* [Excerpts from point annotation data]
--------------------
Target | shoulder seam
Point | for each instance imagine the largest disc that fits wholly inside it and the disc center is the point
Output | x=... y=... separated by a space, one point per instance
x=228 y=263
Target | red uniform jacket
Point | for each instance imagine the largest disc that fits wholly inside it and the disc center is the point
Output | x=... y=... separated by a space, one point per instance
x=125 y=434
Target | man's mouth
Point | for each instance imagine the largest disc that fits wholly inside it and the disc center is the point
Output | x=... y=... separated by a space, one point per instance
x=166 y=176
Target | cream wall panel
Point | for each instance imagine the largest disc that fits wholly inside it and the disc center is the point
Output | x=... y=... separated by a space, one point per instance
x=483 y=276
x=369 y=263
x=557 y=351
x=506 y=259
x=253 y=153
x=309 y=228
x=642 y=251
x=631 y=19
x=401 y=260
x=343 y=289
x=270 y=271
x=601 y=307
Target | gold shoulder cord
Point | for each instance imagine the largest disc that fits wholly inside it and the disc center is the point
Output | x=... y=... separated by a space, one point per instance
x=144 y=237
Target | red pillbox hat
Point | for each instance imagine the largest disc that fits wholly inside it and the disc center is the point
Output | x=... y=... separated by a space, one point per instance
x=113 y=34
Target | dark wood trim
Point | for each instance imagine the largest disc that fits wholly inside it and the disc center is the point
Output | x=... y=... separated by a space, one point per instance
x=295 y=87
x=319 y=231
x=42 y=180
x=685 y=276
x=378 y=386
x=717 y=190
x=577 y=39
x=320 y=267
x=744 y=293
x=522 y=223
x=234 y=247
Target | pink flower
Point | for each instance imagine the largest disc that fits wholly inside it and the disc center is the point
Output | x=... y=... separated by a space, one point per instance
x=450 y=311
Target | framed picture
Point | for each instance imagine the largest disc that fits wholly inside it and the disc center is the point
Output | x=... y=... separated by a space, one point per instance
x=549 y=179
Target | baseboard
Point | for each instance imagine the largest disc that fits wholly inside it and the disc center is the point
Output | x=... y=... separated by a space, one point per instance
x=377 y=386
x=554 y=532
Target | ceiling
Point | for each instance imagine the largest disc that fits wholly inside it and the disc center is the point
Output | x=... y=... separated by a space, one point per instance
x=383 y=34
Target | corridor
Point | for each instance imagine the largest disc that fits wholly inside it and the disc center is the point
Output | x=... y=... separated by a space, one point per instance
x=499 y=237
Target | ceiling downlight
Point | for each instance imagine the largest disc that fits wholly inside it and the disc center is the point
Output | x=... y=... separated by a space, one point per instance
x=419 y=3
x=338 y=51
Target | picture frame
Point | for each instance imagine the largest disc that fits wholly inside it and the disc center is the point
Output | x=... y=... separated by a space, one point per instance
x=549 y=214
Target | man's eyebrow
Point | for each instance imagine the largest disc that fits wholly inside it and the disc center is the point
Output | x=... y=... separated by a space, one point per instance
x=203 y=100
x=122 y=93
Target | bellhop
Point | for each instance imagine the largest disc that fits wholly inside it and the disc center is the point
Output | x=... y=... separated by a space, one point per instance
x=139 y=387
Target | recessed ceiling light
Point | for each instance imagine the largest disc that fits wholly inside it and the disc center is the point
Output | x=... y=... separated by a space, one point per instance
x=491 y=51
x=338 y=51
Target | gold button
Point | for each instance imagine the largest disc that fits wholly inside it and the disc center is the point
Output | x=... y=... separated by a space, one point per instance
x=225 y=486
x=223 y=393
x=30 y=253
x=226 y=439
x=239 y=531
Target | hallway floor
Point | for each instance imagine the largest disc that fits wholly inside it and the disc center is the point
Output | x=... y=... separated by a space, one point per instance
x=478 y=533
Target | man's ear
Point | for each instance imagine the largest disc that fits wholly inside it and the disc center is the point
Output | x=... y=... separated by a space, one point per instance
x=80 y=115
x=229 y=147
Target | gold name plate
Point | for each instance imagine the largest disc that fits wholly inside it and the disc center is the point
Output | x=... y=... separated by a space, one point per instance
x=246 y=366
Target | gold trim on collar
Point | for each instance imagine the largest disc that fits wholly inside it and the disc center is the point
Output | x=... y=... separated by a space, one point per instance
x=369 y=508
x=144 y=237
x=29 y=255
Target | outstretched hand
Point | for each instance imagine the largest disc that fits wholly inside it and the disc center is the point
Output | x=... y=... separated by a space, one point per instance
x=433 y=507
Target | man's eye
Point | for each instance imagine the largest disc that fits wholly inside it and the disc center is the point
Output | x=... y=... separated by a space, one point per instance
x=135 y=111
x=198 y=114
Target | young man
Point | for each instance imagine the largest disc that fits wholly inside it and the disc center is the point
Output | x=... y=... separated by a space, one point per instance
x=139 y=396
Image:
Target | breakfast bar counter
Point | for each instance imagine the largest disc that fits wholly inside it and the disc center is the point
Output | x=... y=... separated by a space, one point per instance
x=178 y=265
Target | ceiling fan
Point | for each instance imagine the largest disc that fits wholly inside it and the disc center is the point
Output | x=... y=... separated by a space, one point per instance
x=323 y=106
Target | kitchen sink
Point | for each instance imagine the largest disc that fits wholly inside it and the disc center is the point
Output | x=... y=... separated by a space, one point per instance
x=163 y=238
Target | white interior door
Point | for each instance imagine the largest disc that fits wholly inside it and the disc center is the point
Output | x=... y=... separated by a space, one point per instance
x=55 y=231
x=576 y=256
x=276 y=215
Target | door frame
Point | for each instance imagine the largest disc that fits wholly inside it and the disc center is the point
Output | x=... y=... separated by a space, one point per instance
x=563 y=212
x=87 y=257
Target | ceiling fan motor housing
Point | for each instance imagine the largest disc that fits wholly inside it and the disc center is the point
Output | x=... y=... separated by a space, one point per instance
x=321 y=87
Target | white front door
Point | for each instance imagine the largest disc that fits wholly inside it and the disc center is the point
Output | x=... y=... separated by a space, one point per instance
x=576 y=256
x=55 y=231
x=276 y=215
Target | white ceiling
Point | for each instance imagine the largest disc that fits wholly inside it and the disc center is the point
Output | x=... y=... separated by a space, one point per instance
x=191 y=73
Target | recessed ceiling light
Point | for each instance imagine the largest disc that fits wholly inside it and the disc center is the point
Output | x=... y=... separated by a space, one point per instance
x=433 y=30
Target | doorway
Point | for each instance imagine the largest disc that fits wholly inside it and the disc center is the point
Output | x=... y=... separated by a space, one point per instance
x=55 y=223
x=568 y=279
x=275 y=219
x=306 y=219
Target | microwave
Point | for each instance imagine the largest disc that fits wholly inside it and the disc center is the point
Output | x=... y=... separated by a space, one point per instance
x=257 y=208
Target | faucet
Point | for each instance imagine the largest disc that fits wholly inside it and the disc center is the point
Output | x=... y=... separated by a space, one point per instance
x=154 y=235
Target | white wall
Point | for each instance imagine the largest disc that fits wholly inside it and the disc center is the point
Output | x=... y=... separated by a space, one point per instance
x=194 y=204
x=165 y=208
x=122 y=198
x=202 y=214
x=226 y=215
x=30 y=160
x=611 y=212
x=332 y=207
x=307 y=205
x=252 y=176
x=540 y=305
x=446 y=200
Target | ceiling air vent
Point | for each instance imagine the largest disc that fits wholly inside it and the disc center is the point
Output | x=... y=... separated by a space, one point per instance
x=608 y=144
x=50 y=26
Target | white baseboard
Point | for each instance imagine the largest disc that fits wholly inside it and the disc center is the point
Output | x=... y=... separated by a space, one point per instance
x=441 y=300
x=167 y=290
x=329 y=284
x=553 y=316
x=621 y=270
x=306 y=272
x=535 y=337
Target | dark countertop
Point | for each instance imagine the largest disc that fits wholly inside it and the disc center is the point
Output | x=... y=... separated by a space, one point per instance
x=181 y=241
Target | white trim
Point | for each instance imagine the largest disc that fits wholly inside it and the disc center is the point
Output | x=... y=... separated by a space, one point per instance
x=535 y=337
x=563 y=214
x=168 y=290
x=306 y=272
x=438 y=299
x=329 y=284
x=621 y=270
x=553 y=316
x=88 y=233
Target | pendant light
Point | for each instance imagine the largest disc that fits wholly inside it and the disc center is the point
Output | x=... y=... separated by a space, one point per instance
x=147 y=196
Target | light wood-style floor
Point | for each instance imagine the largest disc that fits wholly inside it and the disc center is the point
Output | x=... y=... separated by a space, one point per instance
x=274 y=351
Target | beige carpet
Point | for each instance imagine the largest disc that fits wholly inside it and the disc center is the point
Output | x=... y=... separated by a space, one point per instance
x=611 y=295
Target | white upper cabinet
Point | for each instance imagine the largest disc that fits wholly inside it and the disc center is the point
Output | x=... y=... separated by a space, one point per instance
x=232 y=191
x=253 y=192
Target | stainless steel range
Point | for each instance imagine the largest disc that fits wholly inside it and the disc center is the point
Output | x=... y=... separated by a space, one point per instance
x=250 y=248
--------------------
* [YOUR TASK] Rewrite everything from the start of the entries down to the line containing "x=228 y=263", both ends included and the requests kept as they are, rescaling each point coordinate in the answers by 1.35 and rounding to whole numbers, with halves rounded up.

* [SOLUTION TO THIS TASK]
Target | shoulder seam
Point | for each instance imagine the largest disc that fits wholly inside it and the disc center is the point
Output | x=... y=... separated by a space, one point per instance
x=308 y=355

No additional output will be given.